Required action
Can you rewrite the Razorlight album review from the words "It’s not a skillset" through "to Blue Nun.", swapping "Harley Davidson" for "Vespa scooter"?

Document passage
++++++++
Razorlight – ‘Olympus Sleeping’ review

Johnny Borrell, a man once known for rock star excess, strips everything back to unashamed guitar pop on ‘Olympus Sleeping’, Razorlight's sugar rush fourth record – their first in a decade

Genie, this is Aladdin,” goes a vocal sample on the monologue that opens ‘Olympus Sleeping’, Razorlight’s first album in a decade. “Give me a Razorlight album that doesn’t totally suck.”

It’s not a skillset that is often associated with ‘indie big mouth’ Johnny Borrell – once famous for riding around on a Harley Davidson like an over-indulged ’70s rock star – but it turns out he is capable of self-awareness. Here’s the man once made a hero by his towering arena-ready guitar anthems, and simultaneously a villain for cocksure proclamations such as his infamous claim that “Dylan’s making chips and I’m drinking champagne”. His supposed ego would prove to be Borrell’s own petard, from which he was hoisted when third record ‘Slipway Fires’ saw the champagne turn to Blue Nun.
++++++++
Supplied data
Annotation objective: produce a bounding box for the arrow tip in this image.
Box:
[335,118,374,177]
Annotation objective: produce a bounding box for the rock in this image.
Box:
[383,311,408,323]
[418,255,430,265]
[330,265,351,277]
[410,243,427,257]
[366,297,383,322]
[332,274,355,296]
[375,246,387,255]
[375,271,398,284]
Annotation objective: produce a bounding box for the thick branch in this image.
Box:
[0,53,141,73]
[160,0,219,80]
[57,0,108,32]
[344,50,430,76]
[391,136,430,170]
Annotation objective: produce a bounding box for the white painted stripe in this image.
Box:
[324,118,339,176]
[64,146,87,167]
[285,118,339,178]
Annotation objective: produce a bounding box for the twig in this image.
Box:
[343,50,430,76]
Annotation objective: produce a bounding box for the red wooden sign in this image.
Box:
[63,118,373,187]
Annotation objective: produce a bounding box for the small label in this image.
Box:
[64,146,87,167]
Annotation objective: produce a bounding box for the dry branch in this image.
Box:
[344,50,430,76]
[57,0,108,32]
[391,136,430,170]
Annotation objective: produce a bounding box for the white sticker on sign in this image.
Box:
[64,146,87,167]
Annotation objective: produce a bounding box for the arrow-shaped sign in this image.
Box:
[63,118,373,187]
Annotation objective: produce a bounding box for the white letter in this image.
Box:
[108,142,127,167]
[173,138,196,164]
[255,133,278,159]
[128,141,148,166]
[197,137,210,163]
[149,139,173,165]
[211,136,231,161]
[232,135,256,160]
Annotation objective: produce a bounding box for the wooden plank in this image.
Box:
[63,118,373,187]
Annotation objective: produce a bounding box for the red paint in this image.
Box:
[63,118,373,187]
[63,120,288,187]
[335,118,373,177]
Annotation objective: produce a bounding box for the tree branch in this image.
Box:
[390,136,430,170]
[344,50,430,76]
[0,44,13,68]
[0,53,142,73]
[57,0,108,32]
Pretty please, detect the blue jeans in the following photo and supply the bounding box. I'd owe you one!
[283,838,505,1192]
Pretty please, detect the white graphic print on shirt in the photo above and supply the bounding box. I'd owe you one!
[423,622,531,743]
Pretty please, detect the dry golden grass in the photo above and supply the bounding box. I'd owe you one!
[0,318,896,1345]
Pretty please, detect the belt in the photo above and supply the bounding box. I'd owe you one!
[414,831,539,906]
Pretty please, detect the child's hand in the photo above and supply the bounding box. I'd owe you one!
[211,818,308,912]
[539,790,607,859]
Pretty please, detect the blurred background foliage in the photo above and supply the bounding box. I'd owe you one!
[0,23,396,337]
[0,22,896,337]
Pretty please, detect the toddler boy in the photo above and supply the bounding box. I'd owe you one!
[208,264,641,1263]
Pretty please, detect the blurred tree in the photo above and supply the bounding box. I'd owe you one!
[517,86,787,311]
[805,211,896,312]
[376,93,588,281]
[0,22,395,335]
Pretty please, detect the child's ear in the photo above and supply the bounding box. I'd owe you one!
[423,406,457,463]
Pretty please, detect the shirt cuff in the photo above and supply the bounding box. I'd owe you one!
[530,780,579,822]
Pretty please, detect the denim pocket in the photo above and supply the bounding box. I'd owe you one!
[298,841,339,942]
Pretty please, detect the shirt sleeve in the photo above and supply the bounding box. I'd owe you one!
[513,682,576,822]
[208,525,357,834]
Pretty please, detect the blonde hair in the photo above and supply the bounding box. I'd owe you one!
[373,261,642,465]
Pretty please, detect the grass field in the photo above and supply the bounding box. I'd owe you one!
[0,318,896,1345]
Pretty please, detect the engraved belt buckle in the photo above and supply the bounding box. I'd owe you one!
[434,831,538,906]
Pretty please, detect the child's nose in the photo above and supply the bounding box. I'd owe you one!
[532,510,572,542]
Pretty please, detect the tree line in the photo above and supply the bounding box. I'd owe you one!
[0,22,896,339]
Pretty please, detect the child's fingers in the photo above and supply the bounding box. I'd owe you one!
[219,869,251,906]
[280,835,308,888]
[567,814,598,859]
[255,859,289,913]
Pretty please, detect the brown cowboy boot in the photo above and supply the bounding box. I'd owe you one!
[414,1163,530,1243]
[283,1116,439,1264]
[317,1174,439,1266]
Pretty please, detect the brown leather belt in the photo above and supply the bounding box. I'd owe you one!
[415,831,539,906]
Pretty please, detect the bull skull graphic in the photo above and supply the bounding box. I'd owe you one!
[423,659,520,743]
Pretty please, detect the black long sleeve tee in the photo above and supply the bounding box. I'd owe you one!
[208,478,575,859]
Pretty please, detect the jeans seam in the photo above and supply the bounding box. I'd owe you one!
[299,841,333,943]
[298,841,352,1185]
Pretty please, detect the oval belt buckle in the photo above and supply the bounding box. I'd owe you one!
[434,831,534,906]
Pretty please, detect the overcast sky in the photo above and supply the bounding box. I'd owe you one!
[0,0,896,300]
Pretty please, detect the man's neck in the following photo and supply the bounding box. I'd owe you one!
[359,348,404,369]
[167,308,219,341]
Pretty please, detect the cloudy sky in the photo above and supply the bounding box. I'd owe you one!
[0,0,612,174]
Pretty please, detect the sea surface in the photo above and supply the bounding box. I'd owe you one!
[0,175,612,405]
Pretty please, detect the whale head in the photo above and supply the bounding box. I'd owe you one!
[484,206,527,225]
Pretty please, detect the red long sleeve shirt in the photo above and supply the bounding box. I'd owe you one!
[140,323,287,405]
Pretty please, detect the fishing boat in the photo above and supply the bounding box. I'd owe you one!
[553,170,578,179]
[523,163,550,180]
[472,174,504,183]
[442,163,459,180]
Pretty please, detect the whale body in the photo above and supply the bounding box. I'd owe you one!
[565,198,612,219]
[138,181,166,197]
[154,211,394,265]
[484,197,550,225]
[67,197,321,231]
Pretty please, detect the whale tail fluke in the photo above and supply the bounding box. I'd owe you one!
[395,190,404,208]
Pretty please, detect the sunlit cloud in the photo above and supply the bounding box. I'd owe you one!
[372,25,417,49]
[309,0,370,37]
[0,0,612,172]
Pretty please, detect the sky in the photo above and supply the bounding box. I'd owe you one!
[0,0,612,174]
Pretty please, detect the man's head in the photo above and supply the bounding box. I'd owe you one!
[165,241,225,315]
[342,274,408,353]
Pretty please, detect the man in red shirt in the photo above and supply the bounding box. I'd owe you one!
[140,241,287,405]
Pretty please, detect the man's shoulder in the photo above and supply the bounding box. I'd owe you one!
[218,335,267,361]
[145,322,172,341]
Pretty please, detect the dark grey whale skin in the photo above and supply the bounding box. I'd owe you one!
++++++++
Response box
It’s not a skillset that is often associated with ‘indie big mouth’ Johnny Borrell – once famous for riding around on a Vespa scooter like an over-indulged ’70s rock star – but it turns out he is capable of self-awareness. Here’s the man once made a hero by his towering arena-ready guitar anthems, and simultaneously a villain for cocksure proclamations such as his infamous claim that “Dylan’s making chips and I’m drinking champagne”. His supposed ego would prove to be Borrell’s own petard, from which he was hoisted when third record ‘Slipway Fires’ saw the champagne turn to Blue Nun.